§ WHAT YOU HAVE TO DO:
A verbatim copy of the lines starting at the one with "of the light" and ending at the last line below is required; include nothing else.
*** Begin section ***
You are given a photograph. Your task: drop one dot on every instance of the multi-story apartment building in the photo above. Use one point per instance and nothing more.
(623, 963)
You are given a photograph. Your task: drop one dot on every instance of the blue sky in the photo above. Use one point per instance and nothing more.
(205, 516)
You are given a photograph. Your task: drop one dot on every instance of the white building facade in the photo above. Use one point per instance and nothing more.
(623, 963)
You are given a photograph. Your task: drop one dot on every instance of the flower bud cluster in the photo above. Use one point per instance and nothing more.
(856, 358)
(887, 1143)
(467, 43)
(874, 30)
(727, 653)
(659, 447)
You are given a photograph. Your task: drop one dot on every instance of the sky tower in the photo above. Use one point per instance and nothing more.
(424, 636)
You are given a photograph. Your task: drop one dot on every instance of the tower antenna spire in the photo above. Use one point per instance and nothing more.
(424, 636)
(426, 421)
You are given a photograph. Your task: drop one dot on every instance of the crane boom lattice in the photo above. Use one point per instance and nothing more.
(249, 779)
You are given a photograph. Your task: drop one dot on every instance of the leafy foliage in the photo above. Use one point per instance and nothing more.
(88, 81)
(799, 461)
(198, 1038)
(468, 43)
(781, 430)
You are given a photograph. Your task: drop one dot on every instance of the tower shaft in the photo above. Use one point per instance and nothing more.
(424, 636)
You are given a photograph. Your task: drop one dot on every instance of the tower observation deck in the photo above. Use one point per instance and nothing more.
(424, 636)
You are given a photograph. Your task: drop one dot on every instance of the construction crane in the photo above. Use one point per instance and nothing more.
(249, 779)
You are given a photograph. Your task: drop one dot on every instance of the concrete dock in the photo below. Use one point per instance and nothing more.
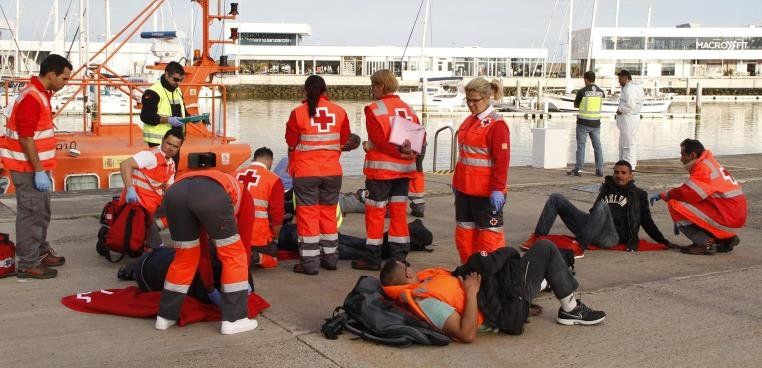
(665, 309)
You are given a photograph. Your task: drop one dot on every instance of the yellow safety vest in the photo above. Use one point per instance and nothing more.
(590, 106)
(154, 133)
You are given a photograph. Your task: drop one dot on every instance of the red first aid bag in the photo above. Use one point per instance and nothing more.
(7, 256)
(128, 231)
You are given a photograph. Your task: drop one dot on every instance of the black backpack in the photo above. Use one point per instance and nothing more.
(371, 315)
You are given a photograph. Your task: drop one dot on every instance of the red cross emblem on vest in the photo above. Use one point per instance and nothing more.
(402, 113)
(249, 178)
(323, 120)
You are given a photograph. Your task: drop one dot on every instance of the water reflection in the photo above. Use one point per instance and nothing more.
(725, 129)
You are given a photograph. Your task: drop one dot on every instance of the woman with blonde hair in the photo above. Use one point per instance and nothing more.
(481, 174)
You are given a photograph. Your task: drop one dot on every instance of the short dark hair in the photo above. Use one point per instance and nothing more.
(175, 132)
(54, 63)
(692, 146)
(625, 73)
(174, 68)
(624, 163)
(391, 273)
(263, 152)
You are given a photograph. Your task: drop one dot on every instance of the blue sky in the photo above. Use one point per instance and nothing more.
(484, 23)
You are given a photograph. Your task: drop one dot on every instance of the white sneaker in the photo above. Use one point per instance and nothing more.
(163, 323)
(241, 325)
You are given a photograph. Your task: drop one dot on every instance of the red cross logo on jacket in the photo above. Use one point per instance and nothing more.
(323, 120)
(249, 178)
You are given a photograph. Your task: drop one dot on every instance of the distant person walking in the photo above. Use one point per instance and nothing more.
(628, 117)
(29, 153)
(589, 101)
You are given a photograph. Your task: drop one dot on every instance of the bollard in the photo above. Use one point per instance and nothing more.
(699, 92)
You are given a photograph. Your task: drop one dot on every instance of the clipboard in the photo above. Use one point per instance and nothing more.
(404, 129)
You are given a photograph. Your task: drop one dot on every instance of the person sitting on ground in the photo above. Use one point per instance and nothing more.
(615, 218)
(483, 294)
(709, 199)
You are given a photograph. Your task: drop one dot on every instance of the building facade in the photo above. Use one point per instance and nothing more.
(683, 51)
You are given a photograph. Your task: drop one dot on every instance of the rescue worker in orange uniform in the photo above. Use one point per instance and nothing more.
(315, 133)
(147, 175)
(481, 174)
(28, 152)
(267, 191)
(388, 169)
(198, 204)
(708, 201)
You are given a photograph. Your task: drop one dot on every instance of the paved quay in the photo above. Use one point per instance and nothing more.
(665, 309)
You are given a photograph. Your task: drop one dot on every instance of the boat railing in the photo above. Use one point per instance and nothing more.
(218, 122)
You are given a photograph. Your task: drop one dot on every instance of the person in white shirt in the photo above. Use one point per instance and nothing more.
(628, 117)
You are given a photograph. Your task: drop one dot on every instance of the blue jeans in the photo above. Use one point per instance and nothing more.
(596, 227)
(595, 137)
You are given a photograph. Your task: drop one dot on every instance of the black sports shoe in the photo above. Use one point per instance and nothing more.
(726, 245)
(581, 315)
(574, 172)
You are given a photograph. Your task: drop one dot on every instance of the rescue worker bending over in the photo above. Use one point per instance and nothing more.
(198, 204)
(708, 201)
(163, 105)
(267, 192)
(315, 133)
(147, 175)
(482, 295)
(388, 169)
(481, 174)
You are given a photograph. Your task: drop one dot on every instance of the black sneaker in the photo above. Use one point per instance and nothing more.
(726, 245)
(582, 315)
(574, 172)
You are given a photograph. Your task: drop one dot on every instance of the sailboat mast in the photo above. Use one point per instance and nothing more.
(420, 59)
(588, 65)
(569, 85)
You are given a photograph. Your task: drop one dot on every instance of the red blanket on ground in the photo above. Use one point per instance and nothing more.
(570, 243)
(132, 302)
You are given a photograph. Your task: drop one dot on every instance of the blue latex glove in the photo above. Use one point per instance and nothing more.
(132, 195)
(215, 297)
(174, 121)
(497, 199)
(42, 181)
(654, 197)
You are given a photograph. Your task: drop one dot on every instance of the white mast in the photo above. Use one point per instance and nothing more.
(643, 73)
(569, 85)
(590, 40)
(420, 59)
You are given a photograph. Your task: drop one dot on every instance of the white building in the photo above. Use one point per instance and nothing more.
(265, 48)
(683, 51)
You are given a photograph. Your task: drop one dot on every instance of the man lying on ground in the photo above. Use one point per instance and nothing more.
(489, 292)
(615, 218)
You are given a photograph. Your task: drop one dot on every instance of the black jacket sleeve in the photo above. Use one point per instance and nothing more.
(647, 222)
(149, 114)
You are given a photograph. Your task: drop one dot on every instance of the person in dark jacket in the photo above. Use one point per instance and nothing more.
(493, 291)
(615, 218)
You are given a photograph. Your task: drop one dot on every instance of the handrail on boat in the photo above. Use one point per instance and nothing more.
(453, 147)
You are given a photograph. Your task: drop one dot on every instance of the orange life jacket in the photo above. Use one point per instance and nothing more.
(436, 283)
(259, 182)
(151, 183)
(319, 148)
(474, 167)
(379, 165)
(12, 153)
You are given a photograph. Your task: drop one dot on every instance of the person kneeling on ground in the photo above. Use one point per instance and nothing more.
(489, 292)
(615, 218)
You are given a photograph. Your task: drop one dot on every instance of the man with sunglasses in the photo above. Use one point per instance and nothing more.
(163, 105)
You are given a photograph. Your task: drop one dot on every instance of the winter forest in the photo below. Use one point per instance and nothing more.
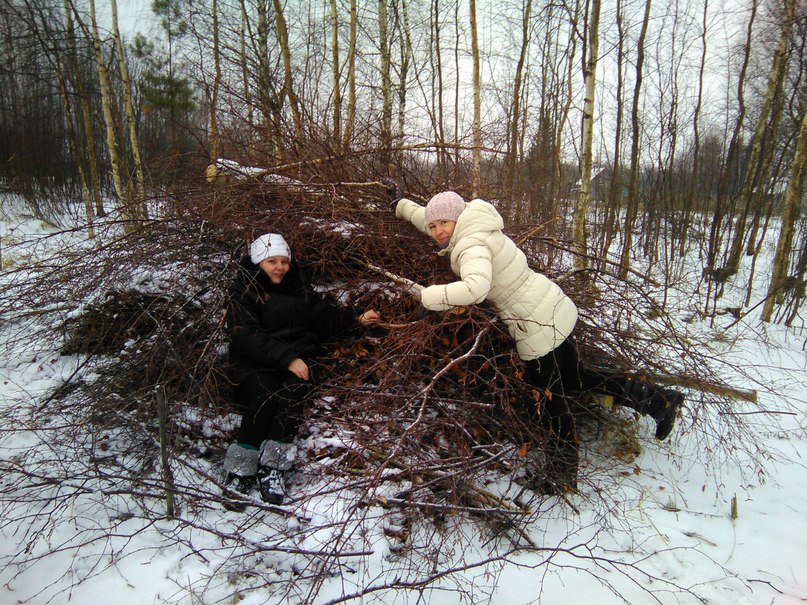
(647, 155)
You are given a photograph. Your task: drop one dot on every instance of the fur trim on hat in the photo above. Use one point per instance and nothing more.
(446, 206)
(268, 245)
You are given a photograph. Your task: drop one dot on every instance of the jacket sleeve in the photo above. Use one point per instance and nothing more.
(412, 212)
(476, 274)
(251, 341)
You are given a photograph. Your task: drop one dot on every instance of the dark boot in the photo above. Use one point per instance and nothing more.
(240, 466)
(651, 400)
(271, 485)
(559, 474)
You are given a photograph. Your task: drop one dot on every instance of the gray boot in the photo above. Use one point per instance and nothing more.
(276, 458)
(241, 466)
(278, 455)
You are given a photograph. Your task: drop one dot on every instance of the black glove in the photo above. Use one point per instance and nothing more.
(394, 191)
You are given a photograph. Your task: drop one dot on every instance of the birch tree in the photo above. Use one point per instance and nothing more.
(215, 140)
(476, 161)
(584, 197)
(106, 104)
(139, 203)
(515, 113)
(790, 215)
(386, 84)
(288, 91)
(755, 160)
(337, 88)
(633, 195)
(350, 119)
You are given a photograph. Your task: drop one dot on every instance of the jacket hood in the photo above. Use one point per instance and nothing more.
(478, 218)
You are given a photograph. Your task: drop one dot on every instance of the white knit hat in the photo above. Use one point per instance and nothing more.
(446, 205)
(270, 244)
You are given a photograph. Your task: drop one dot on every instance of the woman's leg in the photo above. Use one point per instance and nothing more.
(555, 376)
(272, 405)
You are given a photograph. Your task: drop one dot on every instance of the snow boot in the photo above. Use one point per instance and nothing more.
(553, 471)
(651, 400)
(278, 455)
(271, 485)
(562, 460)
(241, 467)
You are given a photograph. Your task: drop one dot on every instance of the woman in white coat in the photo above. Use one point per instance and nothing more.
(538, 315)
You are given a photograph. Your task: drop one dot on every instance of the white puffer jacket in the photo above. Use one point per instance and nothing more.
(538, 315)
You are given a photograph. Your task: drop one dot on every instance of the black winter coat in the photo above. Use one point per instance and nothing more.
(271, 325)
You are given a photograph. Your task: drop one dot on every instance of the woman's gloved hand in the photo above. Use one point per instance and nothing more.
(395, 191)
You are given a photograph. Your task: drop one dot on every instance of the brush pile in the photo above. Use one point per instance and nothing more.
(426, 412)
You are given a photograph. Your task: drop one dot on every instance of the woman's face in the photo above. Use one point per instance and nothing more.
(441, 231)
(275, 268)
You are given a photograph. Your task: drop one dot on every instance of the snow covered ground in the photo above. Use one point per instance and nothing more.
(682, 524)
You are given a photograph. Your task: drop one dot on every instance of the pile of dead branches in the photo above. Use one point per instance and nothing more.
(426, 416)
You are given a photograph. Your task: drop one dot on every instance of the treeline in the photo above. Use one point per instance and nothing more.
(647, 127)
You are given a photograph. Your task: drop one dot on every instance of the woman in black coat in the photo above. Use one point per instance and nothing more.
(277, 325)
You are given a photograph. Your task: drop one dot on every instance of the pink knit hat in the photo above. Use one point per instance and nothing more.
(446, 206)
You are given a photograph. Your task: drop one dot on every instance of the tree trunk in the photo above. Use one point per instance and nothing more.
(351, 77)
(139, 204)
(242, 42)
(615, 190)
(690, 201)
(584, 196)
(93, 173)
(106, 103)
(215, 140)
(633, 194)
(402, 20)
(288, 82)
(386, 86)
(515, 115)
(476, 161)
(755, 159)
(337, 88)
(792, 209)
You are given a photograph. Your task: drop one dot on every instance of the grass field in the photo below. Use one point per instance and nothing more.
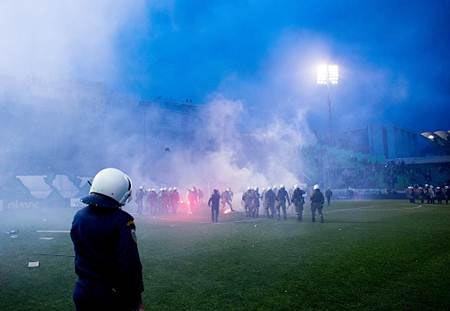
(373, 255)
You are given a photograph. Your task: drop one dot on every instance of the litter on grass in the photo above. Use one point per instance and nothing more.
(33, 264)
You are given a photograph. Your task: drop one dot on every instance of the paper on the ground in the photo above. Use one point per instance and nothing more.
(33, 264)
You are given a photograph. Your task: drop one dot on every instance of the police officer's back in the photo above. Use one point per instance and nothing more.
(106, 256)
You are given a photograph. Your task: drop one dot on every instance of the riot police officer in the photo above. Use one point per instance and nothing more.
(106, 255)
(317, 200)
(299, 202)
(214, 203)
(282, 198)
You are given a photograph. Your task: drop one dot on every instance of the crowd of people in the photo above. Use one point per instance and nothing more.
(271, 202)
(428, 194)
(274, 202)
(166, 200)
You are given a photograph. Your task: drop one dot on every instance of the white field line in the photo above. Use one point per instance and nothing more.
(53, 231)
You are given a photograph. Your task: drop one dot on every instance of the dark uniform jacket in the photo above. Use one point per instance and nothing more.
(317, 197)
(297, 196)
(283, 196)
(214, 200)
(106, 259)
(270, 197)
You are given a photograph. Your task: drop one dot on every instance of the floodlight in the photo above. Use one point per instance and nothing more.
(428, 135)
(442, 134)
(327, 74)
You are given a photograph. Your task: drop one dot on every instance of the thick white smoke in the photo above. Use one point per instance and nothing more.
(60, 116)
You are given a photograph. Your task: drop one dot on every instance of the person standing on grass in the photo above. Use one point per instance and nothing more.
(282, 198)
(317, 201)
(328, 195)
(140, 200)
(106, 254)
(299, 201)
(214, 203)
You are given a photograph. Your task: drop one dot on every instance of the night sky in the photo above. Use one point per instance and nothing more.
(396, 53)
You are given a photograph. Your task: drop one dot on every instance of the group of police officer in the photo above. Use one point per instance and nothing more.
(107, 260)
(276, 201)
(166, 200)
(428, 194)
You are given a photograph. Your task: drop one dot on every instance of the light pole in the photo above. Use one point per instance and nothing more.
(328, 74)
*** End section ***
§ SOLUTION:
You are given a photograph. Your task: drop one dot on every instance of the light pole in the photo above. Use one point per instance and nothing more.
(328, 74)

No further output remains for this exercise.